Com efeito, apesar de no Acordo Geral de Paz [A.G.P], a justiça ter sido sacrificada em nome da necessidade de enterrar o passado e preservar uma paz inclusiva, através da concessão de um perdão da parte a parte; A. Honwana, salientam a importância, que os mecanismos locais de restauração da confiança e de reconciliação tiveram ao nível da transformação social no sentido de uma dinâmica positiva de paz.

Destarte, estando os conceitos de guerra e de vingança conotados com espíritos e forças negativas exteriores aos próprios indivíduos e que podem contaminar toda uma comunidade, a violência, e eu me apoio mais uma vez em A. Honwana, foi encarada como uma patologia, que necessitava de cura, tal como outras doenças.

Assim, os curandeiros tradicionais foram essenciais na condução de inúmeras cerimónias e rituais destinados a purificar os indivíduos, tanto vítimas como perpetradores e retirar-lhes a guerra permitindo, destarte cortar as ligações ao passado, reintegrá-las na comunidade e reiniciá-las numa nova fase dos relacionamentos interpessoais.

Portanto, esta abordagem ainda, que tenha sido no geral “bem-sucedida” levanta, contudo, questões relativas aos custos futuros da negação da responsabilização do passado e da própria cultura de impunidade, uma vez que, permanecem na sociedade moçambicana, factores estruturais de crise, que não foram devidamente equacionados ao longo das últimas décadas.

Desafios da Paz e Reconciliação em Moçambique

Somos uma família do Rovuma ao Maputo/do Zumbo ao Índico, e o maior desafio prende-se com a realidade em curso no país, traduzido na transformação das diferenças em vantagens do nosso convívio. Como bem disse; Dom Jaime Gonçalves em 20[15] para alcançar os objectivos, que a reconciliação impõe precisamos todos de exercitar variáveis como: a solidariedade, a paciência, boas práticas e aceitação mútua. Na verdade, trata-se de valores, que os moçambicanos já experimentam há vários anos, fruto da natureza eminentemente hospitaleira e generosa do nosso povo.

Pela frente, fica o desafio de tornarmos efectivos e eficazes apelos como o do representante da Santa Sé, no sentido de pormos em cada canto de Moçambique, as sementes da reconciliação nacional para bem da paz e da estabilidade.

Excertos de dados ::
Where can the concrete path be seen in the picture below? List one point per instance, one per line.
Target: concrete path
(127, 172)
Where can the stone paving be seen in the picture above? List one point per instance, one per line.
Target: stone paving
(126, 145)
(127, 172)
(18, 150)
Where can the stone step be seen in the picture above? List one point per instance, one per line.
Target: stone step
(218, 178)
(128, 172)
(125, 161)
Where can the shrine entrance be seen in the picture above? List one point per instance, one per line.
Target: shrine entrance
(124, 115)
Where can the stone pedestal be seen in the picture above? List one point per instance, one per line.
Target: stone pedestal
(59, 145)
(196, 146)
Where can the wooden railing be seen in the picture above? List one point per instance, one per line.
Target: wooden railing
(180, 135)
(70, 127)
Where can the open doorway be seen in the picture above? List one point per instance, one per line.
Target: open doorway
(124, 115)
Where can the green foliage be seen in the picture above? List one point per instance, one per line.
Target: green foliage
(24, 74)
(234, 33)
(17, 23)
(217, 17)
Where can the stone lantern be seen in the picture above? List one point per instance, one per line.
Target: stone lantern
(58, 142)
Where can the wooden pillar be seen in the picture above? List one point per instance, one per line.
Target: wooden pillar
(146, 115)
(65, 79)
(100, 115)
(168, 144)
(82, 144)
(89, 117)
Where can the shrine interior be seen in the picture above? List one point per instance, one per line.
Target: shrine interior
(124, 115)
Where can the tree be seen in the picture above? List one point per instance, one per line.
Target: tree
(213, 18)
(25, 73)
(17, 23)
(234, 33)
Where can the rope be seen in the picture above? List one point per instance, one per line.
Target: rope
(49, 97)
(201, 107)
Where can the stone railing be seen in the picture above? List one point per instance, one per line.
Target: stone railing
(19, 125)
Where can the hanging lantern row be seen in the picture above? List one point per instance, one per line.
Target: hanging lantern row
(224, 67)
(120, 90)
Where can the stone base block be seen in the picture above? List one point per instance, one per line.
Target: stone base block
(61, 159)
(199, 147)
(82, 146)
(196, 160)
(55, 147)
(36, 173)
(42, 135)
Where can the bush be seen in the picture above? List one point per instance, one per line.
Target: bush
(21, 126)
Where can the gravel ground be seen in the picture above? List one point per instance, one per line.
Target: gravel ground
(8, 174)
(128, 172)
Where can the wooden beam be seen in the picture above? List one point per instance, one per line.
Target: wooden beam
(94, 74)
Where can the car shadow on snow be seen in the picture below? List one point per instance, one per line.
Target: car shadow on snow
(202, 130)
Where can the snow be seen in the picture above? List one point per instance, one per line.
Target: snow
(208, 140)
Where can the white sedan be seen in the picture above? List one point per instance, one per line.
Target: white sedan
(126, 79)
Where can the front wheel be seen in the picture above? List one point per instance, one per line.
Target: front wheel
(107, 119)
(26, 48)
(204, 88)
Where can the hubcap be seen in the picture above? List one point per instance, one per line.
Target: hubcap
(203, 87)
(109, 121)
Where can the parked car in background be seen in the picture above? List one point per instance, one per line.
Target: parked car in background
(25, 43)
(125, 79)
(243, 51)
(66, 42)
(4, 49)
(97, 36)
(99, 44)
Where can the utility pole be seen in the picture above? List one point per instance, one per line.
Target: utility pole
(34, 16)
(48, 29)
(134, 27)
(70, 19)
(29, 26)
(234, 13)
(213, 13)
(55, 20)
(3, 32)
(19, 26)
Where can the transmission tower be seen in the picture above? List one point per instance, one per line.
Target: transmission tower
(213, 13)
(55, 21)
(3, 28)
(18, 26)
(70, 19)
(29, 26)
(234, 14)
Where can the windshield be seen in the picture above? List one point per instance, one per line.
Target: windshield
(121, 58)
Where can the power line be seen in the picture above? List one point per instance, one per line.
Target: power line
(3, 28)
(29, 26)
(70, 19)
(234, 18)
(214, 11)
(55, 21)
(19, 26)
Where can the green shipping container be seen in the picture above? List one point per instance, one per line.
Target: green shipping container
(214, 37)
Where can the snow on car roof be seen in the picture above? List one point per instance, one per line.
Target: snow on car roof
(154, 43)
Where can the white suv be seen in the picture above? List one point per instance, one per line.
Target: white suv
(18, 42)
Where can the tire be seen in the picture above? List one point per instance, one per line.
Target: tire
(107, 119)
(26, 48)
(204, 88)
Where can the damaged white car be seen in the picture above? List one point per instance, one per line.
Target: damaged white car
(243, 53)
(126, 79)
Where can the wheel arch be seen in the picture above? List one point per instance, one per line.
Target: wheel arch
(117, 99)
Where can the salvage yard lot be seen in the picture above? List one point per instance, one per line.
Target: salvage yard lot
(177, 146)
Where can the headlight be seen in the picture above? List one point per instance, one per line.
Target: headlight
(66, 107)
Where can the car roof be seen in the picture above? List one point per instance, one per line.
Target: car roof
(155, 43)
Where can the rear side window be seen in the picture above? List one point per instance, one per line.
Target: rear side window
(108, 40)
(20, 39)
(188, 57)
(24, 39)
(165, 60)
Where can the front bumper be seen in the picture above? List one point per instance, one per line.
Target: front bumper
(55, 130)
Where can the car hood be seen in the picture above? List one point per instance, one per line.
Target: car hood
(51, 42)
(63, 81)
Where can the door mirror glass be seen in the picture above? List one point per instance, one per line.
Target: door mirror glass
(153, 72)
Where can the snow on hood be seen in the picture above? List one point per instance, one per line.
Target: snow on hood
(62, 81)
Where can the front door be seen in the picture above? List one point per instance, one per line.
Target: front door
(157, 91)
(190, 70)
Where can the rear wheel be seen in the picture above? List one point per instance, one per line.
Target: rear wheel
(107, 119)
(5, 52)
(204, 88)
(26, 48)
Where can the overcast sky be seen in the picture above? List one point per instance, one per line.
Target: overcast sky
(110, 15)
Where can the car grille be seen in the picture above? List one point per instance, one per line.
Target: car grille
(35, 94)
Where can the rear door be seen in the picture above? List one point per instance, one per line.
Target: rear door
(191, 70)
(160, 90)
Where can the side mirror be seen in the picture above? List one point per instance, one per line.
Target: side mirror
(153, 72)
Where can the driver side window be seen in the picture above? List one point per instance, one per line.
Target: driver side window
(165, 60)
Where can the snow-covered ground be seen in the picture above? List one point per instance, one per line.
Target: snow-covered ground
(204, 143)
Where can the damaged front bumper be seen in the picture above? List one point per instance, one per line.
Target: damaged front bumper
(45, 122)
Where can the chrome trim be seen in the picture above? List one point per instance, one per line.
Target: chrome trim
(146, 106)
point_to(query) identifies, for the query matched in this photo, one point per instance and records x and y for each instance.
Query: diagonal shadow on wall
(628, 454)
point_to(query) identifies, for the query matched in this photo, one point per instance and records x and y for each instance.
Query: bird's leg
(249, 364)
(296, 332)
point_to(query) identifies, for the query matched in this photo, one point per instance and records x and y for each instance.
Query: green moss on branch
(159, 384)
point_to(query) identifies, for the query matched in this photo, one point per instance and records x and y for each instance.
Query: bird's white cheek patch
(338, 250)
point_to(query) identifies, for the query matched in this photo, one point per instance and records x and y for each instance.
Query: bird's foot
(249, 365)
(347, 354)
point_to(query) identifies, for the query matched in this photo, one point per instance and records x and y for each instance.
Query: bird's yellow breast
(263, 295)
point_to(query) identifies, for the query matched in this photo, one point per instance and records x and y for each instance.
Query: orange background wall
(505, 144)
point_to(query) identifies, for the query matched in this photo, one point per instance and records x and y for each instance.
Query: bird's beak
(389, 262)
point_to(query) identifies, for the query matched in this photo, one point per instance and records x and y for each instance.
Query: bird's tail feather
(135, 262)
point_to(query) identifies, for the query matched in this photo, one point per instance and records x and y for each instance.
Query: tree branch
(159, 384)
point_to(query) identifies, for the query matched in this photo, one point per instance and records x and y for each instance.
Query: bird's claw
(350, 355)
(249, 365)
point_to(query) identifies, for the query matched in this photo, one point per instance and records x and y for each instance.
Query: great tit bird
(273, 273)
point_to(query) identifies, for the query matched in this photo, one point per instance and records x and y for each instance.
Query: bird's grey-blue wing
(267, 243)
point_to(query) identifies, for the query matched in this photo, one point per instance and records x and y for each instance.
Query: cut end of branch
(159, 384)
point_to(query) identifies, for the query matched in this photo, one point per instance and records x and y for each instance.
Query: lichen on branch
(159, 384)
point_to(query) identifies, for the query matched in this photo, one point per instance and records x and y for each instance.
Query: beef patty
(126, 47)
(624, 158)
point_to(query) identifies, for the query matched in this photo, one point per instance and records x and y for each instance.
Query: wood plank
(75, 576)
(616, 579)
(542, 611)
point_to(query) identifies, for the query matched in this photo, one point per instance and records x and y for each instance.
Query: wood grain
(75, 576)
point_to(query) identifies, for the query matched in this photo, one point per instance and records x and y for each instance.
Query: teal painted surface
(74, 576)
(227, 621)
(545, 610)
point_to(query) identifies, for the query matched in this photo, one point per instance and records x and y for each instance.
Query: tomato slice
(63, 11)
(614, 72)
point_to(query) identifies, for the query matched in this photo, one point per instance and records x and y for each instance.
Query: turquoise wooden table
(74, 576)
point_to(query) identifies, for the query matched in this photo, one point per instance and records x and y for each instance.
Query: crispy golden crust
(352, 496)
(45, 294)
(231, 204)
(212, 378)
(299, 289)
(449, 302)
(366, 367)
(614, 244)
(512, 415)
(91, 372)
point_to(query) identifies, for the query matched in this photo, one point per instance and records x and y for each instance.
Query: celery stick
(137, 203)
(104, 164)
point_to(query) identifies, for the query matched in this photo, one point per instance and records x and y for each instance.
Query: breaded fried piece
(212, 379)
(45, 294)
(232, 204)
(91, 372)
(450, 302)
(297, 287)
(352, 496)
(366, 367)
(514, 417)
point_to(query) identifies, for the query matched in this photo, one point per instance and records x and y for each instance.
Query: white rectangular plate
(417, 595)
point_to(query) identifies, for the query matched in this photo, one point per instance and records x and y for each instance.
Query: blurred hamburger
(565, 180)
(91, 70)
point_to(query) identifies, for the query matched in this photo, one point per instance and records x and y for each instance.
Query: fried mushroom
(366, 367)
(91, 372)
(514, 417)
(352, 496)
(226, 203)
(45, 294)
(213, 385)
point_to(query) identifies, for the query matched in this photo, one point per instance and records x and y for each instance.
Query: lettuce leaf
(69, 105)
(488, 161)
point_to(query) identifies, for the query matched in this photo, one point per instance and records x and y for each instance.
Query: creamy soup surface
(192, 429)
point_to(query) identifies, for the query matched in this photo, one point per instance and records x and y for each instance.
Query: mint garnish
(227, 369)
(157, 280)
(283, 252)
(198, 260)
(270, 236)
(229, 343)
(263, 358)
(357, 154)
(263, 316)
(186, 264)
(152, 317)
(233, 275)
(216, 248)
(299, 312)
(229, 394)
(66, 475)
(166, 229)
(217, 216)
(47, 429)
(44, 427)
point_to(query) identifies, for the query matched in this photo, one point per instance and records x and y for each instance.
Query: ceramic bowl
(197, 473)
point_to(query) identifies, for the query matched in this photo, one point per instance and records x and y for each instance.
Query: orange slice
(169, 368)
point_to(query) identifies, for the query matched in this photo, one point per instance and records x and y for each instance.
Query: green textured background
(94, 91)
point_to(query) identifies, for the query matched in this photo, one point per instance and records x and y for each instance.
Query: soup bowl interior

Tarefa a realizar :: Reescreva de forma mais breve o parágrafo do texto sobre a paz em Moçambique que começa por "Assim, os curandeiros tradicionais", mantendo os seus factos principais. As entradas não são necessárias para esta tarefa.

Resultado da tarefa :: Os curandeiros tradicionais conduziram inúmeras cerimónias e rituais para purificar vítimas e perpetradores e retirar-lhes a guerra. Isso permitiu cortar as ligações ao passado, reintegrar essas pessoas na comunidade e iniciar uma nova fase nas relações interpessoais.